■ **EXERCISE PROMPT**
Please pick out each line in the rows below that contains the word "Give", and copy those lines.

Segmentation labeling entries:
──────────────────────────────
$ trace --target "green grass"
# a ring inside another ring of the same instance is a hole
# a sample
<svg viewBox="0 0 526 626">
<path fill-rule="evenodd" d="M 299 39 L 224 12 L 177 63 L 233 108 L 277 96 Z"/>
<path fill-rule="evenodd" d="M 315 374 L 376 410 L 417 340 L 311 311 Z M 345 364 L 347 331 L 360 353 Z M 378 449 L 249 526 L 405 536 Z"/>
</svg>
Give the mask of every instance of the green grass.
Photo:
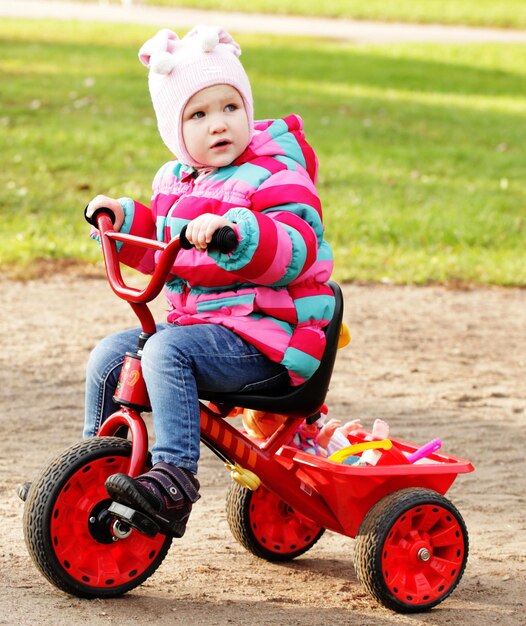
<svg viewBox="0 0 526 626">
<path fill-rule="evenodd" d="M 249 13 L 526 28 L 526 3 L 523 0 L 146 0 L 146 4 Z"/>
<path fill-rule="evenodd" d="M 169 158 L 136 59 L 151 34 L 0 24 L 4 269 L 95 262 L 91 197 L 148 202 Z M 526 48 L 238 39 L 256 115 L 305 120 L 338 279 L 526 285 Z"/>
</svg>

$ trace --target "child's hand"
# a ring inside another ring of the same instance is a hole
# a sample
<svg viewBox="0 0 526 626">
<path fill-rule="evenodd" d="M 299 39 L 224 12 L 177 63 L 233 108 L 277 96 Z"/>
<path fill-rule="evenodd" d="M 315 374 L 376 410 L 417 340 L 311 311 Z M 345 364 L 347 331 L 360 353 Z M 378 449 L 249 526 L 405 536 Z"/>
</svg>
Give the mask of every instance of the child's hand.
<svg viewBox="0 0 526 626">
<path fill-rule="evenodd" d="M 362 429 L 362 423 L 360 422 L 360 420 L 351 420 L 350 422 L 347 422 L 346 424 L 344 424 L 338 430 L 347 437 L 347 435 L 349 435 L 353 431 L 361 430 L 361 429 Z"/>
<path fill-rule="evenodd" d="M 186 227 L 186 238 L 195 246 L 196 250 L 206 250 L 208 244 L 212 241 L 212 235 L 223 228 L 223 226 L 230 226 L 234 228 L 234 224 L 229 222 L 221 215 L 214 215 L 213 213 L 203 213 L 196 217 Z"/>
<path fill-rule="evenodd" d="M 124 211 L 122 210 L 121 203 L 114 198 L 108 198 L 108 196 L 95 196 L 93 200 L 86 207 L 86 217 L 91 217 L 97 209 L 102 207 L 111 209 L 115 214 L 115 223 L 113 225 L 114 230 L 120 230 L 124 223 Z"/>
</svg>

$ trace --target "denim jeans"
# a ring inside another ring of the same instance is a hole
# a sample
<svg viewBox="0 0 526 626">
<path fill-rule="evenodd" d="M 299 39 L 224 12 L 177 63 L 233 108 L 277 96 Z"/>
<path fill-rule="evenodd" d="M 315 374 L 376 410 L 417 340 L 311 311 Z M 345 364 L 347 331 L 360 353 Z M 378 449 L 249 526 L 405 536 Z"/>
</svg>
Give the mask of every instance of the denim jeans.
<svg viewBox="0 0 526 626">
<path fill-rule="evenodd" d="M 93 437 L 117 409 L 113 394 L 126 352 L 137 349 L 140 329 L 103 339 L 87 367 L 84 437 Z M 142 370 L 152 405 L 155 444 L 152 461 L 197 473 L 198 390 L 249 391 L 282 386 L 285 368 L 231 330 L 216 324 L 159 324 L 142 354 Z"/>
</svg>

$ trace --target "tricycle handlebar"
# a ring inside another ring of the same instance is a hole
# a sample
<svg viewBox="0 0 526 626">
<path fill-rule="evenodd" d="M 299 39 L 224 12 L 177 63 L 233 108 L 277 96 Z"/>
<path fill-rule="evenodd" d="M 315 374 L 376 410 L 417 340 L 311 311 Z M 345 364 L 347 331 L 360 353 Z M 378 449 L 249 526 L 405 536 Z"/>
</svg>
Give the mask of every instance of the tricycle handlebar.
<svg viewBox="0 0 526 626">
<path fill-rule="evenodd" d="M 104 256 L 104 264 L 106 266 L 106 275 L 113 291 L 130 304 L 145 304 L 154 300 L 161 292 L 168 275 L 170 274 L 177 253 L 184 247 L 191 248 L 192 244 L 186 239 L 186 226 L 181 230 L 181 234 L 174 237 L 168 243 L 147 239 L 145 237 L 137 237 L 120 233 L 113 230 L 113 220 L 115 216 L 111 209 L 102 207 L 97 209 L 91 219 L 87 221 L 91 224 L 92 220 L 96 220 L 96 227 L 100 232 L 100 241 L 102 245 L 102 253 Z M 155 270 L 150 278 L 148 285 L 144 289 L 137 289 L 126 285 L 122 279 L 120 263 L 117 252 L 117 242 L 127 243 L 141 248 L 148 248 L 160 252 L 156 259 Z M 217 230 L 210 242 L 210 249 L 217 249 L 225 254 L 231 252 L 237 246 L 236 233 L 229 226 L 223 226 Z"/>
</svg>

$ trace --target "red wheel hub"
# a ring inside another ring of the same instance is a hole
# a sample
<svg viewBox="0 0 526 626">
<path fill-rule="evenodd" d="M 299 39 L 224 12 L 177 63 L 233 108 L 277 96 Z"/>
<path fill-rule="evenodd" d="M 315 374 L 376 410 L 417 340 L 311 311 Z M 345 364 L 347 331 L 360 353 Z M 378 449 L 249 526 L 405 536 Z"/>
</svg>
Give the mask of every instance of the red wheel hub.
<svg viewBox="0 0 526 626">
<path fill-rule="evenodd" d="M 104 482 L 111 474 L 126 472 L 128 465 L 123 456 L 97 459 L 73 474 L 55 501 L 53 549 L 64 570 L 84 585 L 104 588 L 129 582 L 150 566 L 164 543 L 162 534 L 150 538 L 132 531 L 124 539 L 112 535 Z"/>
<path fill-rule="evenodd" d="M 441 598 L 461 573 L 465 543 L 460 524 L 446 508 L 409 509 L 391 527 L 382 551 L 383 579 L 406 604 Z"/>
<path fill-rule="evenodd" d="M 252 496 L 249 519 L 257 541 L 267 550 L 279 554 L 302 550 L 321 531 L 320 526 L 296 513 L 264 487 Z"/>
</svg>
──────────────────────────────
■ **FULL SOLUTION**
Give the mask of every instance of the green grass.
Give the mask of every instance of the child's hand.
Give the mask of every instance of the denim jeans.
Give the mask of every instance of the tricycle handlebar.
Give the mask of every instance of the red wheel hub.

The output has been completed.